### Task prompt
Pictures should be excluded; otherwise, copy every entry exactly.

[Source data]
====================
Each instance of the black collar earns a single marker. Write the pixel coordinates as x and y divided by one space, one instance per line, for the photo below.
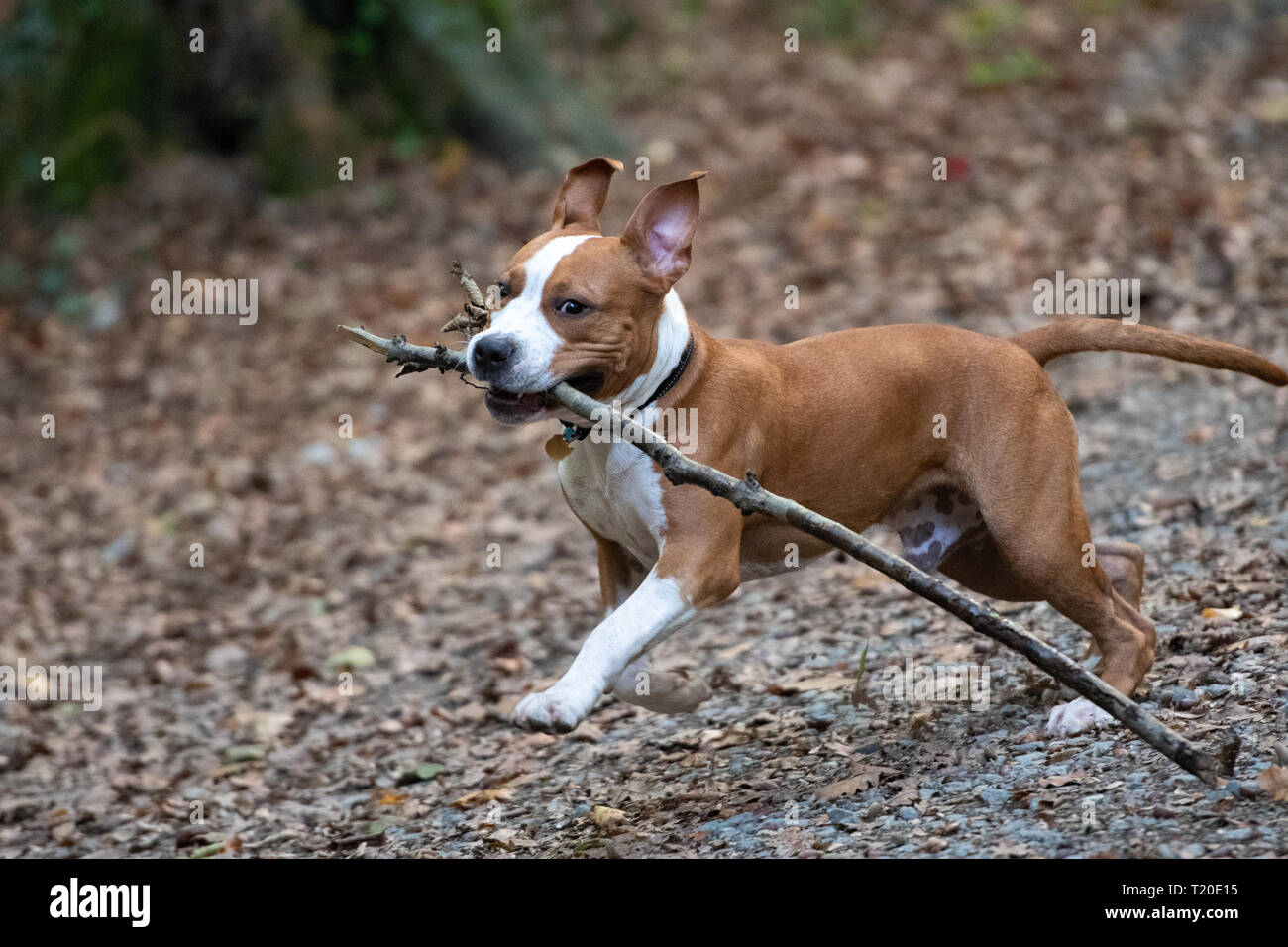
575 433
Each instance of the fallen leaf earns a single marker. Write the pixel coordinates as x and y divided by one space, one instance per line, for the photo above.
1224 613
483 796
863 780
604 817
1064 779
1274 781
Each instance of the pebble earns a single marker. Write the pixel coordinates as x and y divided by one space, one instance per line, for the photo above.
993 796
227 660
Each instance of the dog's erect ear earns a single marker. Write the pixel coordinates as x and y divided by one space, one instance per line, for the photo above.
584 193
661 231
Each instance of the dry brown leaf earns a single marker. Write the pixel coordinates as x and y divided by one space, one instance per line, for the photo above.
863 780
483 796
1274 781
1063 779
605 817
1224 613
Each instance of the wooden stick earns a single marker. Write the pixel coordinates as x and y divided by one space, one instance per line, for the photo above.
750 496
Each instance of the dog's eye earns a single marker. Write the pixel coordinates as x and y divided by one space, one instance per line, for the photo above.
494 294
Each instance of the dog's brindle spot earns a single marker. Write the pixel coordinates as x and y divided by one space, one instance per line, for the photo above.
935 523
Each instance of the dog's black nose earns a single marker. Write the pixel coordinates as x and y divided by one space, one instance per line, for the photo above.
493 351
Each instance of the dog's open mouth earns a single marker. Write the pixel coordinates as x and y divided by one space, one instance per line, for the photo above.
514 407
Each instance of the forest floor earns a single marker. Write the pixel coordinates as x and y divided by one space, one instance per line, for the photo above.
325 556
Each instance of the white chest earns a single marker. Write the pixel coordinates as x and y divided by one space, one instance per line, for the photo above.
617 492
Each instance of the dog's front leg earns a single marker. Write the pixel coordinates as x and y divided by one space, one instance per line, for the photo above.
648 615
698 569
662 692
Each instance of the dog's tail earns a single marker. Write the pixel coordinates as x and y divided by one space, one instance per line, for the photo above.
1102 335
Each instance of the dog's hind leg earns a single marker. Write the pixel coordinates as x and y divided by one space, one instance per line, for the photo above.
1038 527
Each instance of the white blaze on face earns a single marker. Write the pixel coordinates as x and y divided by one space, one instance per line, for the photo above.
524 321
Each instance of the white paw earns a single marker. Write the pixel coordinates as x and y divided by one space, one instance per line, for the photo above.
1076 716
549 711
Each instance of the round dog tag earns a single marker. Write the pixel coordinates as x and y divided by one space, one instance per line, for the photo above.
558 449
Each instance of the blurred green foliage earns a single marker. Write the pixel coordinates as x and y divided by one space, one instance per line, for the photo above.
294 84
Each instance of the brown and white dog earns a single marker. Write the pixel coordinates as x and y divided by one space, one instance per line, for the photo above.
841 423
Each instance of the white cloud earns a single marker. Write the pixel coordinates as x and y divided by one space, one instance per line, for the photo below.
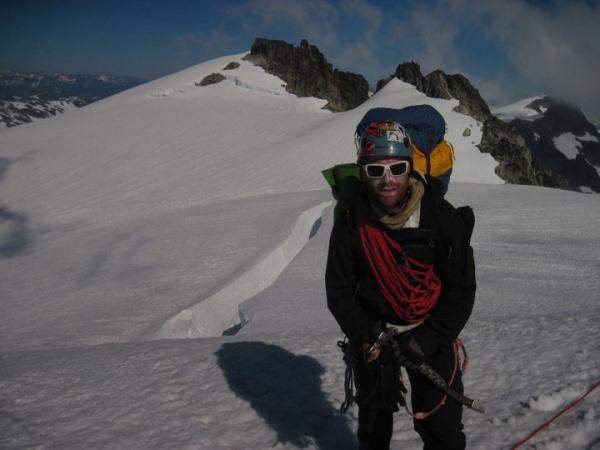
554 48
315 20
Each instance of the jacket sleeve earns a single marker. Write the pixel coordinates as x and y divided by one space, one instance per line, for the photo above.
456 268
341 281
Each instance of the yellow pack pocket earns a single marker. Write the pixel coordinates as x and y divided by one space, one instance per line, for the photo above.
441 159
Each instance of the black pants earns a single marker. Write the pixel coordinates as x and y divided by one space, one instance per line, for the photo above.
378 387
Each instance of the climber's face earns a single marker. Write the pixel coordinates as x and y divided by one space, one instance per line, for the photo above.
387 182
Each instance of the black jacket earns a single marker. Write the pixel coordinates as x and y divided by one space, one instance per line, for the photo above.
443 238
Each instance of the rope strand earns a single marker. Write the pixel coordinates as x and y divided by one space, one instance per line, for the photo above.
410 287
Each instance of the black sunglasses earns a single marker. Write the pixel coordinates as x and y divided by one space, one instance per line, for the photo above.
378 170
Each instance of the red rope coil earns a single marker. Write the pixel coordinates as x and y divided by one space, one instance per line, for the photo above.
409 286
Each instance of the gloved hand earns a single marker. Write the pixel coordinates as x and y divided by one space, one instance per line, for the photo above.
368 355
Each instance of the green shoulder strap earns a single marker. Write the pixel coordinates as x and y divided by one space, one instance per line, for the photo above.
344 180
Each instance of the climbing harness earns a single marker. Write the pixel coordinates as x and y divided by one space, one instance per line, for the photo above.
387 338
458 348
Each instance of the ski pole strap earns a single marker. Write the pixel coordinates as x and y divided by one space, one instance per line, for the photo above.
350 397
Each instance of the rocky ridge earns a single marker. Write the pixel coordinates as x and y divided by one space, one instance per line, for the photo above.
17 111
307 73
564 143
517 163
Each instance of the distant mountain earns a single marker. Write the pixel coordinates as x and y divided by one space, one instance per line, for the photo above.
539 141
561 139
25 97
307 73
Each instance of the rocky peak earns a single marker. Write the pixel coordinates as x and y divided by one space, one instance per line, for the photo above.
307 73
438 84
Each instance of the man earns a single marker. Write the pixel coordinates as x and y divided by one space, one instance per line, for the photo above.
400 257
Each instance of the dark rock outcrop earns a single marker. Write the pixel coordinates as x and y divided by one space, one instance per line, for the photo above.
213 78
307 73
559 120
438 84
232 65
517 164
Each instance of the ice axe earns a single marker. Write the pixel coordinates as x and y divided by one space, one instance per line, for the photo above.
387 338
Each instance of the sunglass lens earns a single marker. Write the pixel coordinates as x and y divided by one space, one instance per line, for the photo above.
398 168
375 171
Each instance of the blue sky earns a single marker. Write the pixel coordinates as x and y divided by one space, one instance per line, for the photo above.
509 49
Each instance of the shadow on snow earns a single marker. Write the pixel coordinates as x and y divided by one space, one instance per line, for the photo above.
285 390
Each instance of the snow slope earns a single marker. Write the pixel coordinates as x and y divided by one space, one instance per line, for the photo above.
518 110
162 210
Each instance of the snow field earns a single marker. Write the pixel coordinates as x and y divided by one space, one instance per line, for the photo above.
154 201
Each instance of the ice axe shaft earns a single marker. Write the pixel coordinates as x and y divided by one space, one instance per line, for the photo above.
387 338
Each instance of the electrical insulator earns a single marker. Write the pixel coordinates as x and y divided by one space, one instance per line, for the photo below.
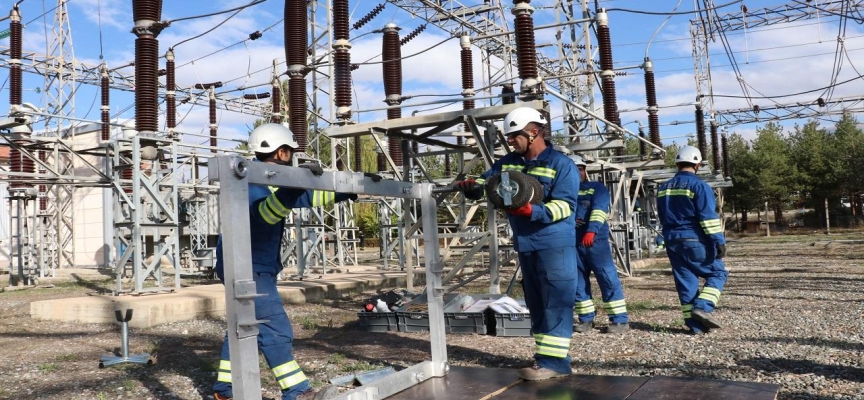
====================
### Correct response
Each instance of the black collar earns a single marker. Write the pixel coordinates as x and y divided by one space, one instance per line, for the photo below.
575 433
Each instance of the fallen leaf earns a single marker. Write the pixel coordinates as x and y divided by one space, one instance per line, for the photo above.
1224 613
483 796
863 780
604 817
1064 779
1274 781
Each instance of the pebble earns a single marker. Write the pixel coordinates as x and y divided by one space, one instance per line, for the photo above.
993 796
227 660
Each instance of the dog's erect ear earns a single marker. Write the pixel coordinates as x and y divided by one space, one instance per line, for the photo above.
584 193
661 231
Each instance of the dry brown leaf earns a single marker. Write the pixel coordinates as x and y divided by one space, one instance per line, for the photo above.
863 780
483 796
1274 781
1063 779
605 817
1224 613
Each instance of the wooden stick earns a single marker. Write the pixel coordinates as x and y divided by one space, one instance per line, for the photo above.
750 496
Each instance of the dog's eye earns a single marker. Write the pixel coordinates as x and y divided by one space, one instance per line, for the photo above.
494 294
Each instance of the dog's brindle spot earns a single marker. Write the pixel coordinates as x and y divided by one space, one instance per line, for the photo above.
935 523
Each instance of the dog's black nose earns a single marker. Write the pixel coordinates as x and y divided by one space, one instance per line, for the photo above.
493 351
Each instance of the dog's open mouth earns a single marker. Write the pixel coordinates as x and y divided by one space, one instance per line, for the photo above.
514 407
Each instance of the forest floor earns a single marker. Write the pixel coordinates as x and y divided by one space, one instance per line, for the photo above.
325 556
Each instance of the white chest earns a single marker. Write the pixel coordinates as x and y divided by one space, one instance per line, for the photo above.
617 492
Each instance of the dog's front leg earns a single marker. Write the pixel coordinates as x and y divided by one space, one instance per line, for the photo above.
648 615
698 569
662 692
Each instance of the dog's tail earns a single marker. Write the pixel coordinates as x and y divided by one space, one instance per line, for the photo above.
1102 335
Each instance of the dog's hind leg earns a single marker. Write the pixel coordinates as x and y divided by one space, one instance per line, for the photo above.
1038 527
Each instance of the white blaze on face earns a single marker. Write the pixel coordinates as x and y divided by one space, one instance per line, for the photo above.
524 321
Each instance of the white paw earns a single marker. Write the pixel coordinates as x and y divided by one space, one instance per line, for the photo above.
1076 716
549 711
Each instance of the round dog tag earns a single marker. Write the pixel coordinates as x and y divided by one space, one instance per line, for the photo above.
558 449
Each instance of the blurred green foliage earns a single marker. Write the pixel coordinates as x and y divided by one space, one instance per line, for the photo above.
294 84
Each instance of the brown and white dog earns a single marker. Write the pixel coordinates as x and y divided by one space, one instance per line, for the photo above.
841 423
Each instance of the white cloud earns a single marker. Write the pixel coordinates as x and y divided by one space, one instance per line, for the photo below.
554 48
315 20
Each instance of the jacket sleeve earns a single marker. Write the pixel coordinates as x and y divided by one space, one instance per line, for the photo above.
456 268
341 281
Each instance of the yellow pack pocket earns a single marker. Write the pixel coordinates as x and y divided by one space, one instance per line, for the photo above.
441 159
Each instance of the black pants earns a single marker. Write the pixel coordinates as x and y divided by one space, one instance per line, for the photo above.
378 387
Each instance of the climber's face earns a single marker. Write the pixel coordinates as x and y divided by one space, one instance per line, for the photo above.
387 182
Each instance of the black jacket earns a single marker. Write the pixel coordinates as x and y divided by one space, one instance per line, for the photo above.
443 238
Each instance of the rope strand earns a single marker. Write the pixel coordinates as x and y divided by one space, one instance per line, for the photo above.
410 287
Each instance of the black sunglasses earns a single marker. Write the pixel coordinates as x and y divided by one space, one instance per line, for the photo above.
378 170
Each instance of the red rope coil earns a single marker. Write the pixel coordinates as x and y divided by one space, one instance per line, for the photo above.
409 286
Each instance of the gloved hand earns a single marker. Write the pixel coordinates as x and y divided by one space, one instance per line, for the photo above.
368 355
Each instance of the green shoulder strap earns a single marker. Write the pixel coordinates as x and y divided by one space, one instance per line, for the photo above.
344 180
Each instance of the climbing harness earns a single marker. Write the pixel coordinates as x and y divided by one space, one instance per line, for the photo above.
387 338
458 348
Each instance of the ski pole strap earns a single marker. Write the pixel coordinates as x and y divided by one space, one instance per line, for the photo above.
350 397
Each instance of the rocky ridge earns a single marker. Write the pixel coordinates as x and y divided by one space, one instance per line, for the photo above.
17 111
307 73
564 143
517 163
Each instance of the distant mountain earns a single marker. Write the pixel coordinates as x and y divided by one space, one instance per line, for the photo above.
539 141
561 139
25 97
307 73
Each instance of the rocky peak earns a single marker. Write the pixel coordinates as x and y divided by one space, one instance per line, for the photo above.
307 73
438 84
Each instance of the man earns a single marker. Write the pixel coordinates as x and y divided by one space, one instance per line, for the photo above.
400 257
Each instance of the dark rock outcrop earns a single marker. Write the pixel coordinates as x and y divided by one space, one instance per line, for the photo above.
213 78
307 73
559 120
438 84
232 65
517 164
Each instance of the ice axe earns a single marker. Write the pixel coordinates as x and y divided by one space, one instance per line, for the photo above.
387 338
Each instance of the sunglass lens earns a single marker. Write the pixel coordinates as x and y divided by one space, one instance per line, for the photo above.
398 168
375 171
Each instance of the blue sky earns a single marker. Write the pixel coordinates as x and y divided by one space, one instance per line, for the photo above.
509 49
Each instance of the shadow on snow earns a single marker. Write the pixel coordinates as x and y divided by one space, one instance per line, for the photo above.
285 390
Each instance of the snow slope earns a single marker. Write the pixel coordinates as x and y divided by one space, one instance per line, for the photo above.
518 110
162 210
Each instance of the snow field earns a single marker. Write the pixel coordinates as x and y divided by one space, one instance per line, for the photo above.
154 201
Each instance of the ice axe shaft earns a single marker. Write the pixel coordinates as x and y divided by one space, one instance per line, for the photo above.
387 338
Each instance of the electrical insulator earns a single marker. Write the pixel coordinates as x and y divided by one space, one instance per line, for the photo below.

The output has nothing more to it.